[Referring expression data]
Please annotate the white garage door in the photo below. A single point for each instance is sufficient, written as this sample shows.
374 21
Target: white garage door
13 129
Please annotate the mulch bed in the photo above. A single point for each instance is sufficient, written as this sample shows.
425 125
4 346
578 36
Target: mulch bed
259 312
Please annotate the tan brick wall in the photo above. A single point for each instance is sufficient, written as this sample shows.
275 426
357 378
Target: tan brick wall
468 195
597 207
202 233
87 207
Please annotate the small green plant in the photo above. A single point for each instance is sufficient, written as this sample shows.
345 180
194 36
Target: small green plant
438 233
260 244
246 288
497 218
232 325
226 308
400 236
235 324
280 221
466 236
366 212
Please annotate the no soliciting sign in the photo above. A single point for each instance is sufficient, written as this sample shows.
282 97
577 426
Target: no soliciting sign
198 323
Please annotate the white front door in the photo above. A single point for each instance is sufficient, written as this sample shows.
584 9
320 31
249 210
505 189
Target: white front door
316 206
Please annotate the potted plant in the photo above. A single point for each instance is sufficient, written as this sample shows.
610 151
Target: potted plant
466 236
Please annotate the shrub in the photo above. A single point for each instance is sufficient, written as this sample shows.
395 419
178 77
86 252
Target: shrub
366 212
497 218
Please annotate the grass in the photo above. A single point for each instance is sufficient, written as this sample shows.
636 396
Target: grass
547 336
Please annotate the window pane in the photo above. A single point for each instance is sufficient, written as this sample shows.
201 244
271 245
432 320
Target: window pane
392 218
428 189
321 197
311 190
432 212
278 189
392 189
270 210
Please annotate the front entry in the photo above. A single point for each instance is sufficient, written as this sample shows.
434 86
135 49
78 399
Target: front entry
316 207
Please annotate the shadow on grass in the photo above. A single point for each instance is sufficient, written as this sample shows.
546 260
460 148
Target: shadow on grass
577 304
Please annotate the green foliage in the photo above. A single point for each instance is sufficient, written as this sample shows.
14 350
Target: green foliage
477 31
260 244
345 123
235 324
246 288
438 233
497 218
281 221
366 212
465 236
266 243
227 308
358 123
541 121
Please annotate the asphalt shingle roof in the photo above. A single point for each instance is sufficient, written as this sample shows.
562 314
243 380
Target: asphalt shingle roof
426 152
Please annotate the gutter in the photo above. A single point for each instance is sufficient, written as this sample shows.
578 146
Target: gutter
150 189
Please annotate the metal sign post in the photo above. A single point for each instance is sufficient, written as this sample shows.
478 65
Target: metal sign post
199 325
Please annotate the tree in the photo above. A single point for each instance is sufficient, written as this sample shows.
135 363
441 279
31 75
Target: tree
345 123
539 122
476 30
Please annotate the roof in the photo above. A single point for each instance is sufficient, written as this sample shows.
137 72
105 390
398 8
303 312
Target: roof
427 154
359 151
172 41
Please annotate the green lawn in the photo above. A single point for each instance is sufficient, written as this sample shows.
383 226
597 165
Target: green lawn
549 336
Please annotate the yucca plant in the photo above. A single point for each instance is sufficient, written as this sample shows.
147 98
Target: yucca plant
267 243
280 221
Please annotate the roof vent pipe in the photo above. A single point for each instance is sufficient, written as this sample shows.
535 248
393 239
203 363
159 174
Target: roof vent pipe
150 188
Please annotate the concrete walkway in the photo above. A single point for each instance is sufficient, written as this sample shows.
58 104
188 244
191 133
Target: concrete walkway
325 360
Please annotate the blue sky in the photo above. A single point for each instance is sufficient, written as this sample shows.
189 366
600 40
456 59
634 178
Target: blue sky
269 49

# Brief:
Retype the lines above without alteration. The first is the one containing "Please annotate the roof vent", and the last is the final line of the data.

# The answer:
Please annotate the roof vent pipe in the photo above. A single point for each instance is sufficient, written as this sample shows.
535 248
393 239
203 363
159 174
Target: roof vent pipe
150 188
Please annotate the concrete walkway in the photo above. A single point for each instance is sufficient, written as this sample shows.
58 104
188 244
191 133
Target: concrete walkway
325 360
Please annotate the blue sky in the photo above. A single point for each instance is sufficient, written as this sample shows.
189 366
600 40
456 59
634 178
Target: blue sky
269 49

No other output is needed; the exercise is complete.